题源:https://www.patest.cn/contests/pat-a-practise/1141
本文同时发布于个人博客
注意,对于最后两个测试点,使用 Python 语言会超时,从前三个测试点来看,同样的逻辑下 Python 的速度大概是 C++ 的 14%,嗯,太慢了……
OK,那么,照例,(好吧,这是我第一次有机会写 PAT 的解题过程,没有前例^_^)
先看题目:
After each PAT, the PAT Center will announce the ranking of institutions based on their students' performances. Now you are asked to generate the ranklist.
Input Specification:
Each input file contains one test case. For each case, the first line gives a positive integer N (<=10^5), which is the number of testees. Then N lines follow, each gives the information of a testee in the following format:
ID Score School
where "ID" is a string of 6 characters with the first one representing the test level: "B" stands for the basic level, "A" the advanced level and "T" the top level; "Score" is an integer in [0, 100]; and "School" is the institution code which is a string of no more than 6 English letters (case insensitive). Note: it is guaranteed that "ID" is unique for each testee.
Output Specification:
For each case, first print in a line the total number of institutions. Then output the ranklist of institutions in nondecreasing order of their ranks in the following format:
Rank School TWS Ns
where "Rank" is the rank (start from 1) of the institution; "School" is the institution code (all in lower case); "TWS" is the total weighted score which is defined to be the integer part of"ScoreB/1.5 + ScoreA + ScoreT*1.5", where "ScoreX" is the total score of the testees belong to this institution on level X; and "Ns" is the total number of testees who belong to this institution.

++++++

**待完成任务**
a - 照原文抄录 PAT 题解中从“题源:https://www”到“OK,那么,照例,(好吧,这是我第一次有机会写 PAT 的解题过程,没有前例^_^)”的文字,开头和结尾这两处都算在内。
b - 从 PAT 题解停下的地方接着往下写。
以下列表是一份单独的材料,与 PAT 题解无关。

**给定材料**

++++++

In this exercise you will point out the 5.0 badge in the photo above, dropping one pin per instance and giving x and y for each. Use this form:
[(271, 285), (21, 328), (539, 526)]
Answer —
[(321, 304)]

++++++

**各题答案**
a -
题源:https://www.patest.cn/contests/pat-a-practise/1141
本文同时发布于个人博客
注意,对于最后两个测试点,使用 Python 语言会超时,从前三个测试点来看,同样的逻辑下 Python 的速度大概是 C++ 的 14%,嗯,太慢了……
OK,那么,照例,(好吧,这是我第一次有机会写 PAT 的解题过程,没有前例^_^)

b -
The institutions are ranked according to their TWS. If there is a tie, the institutions are supposed to have the same rank, and they shall be printed in ascending order of Ns. If there is still a tie, they shall be printed in alphabetical order of their codes.
限制
- 时间限制:500ms
- 内存限制:65537kB
输入输出要求
题目大概意思就是说,对于每次 PAT 考试,我们会对每个学校进行排名。
- 输入格式是
N,ID Score School - 输出格式是
N,Rank School TWS Ns
其中: - N 是队伍总数(N<=100000)
- M 是学校总数
- ID 是一个定长 6 个字符的字符串,第一位取值范围:'T', 'A', 'B'
- Score 是该 ID 队伍的成绩
- School 就是学校名称了是一个不定长的字符串
- Rank 是排名,注意题目要求:非递减——就是可以连续相同的 rank,数学上可以叫驻点
- TWS 是学校的总成绩,计算公式:
ScoreB/1.5 + ScoreA + ScoreT*1.5,这里的 Score[TAB] 对应上面 ID 的第一位 [TAB] - Ns 是学校参赛队伍数量
排序规则:
首先按照 TWS 递减排序。
如果 TWS 相同,按照 Ns 递增排序。
如果 Ns 相同,按照学校名称的字母表顺序排序
啊哈,看到这道题有什么思路吗?
- 看到这道题应该有的大致思路:
- 使用字典(哈希表)来保存
学校名和学校 - 读取数据到字典(Complexity: O(N));
- 对字典,按照要求,进行排序(Complexity: O(2NlogN) or worst: O(2N^2));
- 输出,这里要注意排名(rank)的显示要求——非递减;
- 使用字典(哈希表)来保存
- 想说其实这道题思路并不难,但是这道题的确花了我不少时间,因为最后两个测试点(5 points)总是超时。就算使用 Cpp unoredered_map 的处理时间也接近了 490ms,好悬。10^5 的数据量不敢小觑。
- 一开始选择数据结构的时候,我使用了标准库的 map 结构,大概可以当做一个红黑树。所以不管什么插入删除操作大概都是 O(logN) 的复杂度,这个复杂度太高了。后来改用 unorderd_map 结构,也即是哈希表,嗯,插入的时间复杂度接近 O(1) 了,很好。这里要感谢一下 Cpp 标准库,从 map 迁移到 unordered_map 只改了两处类型签名而已,非常方便。
- 为了让代码结构清晰,我设立了两个类,一个是 School 一个是 Result。
- Result 中只有一个成员变量,其类型是: unordered_map<string, School*>
- 在 School 中,存放了学校的名称、总成绩、队伍数。值得提一下的是:为了避免冗余的强制类型转换 (double) -> (long) 我使用一个惰性计算的技巧,即增加一个成员变量 long sc,在调用 get_score() 的时候才计算出 sc 的值,而如果 sc 已经被计算过了,那就直接返回 sc 的值。也算是一点点优化吧。
- 其他的比如说 cin 缓慢的问题(cin 会判断输入类型是否匹配,会比 scanf 慢),就没时间改了,如果有兴趣自己改改吧,也不难。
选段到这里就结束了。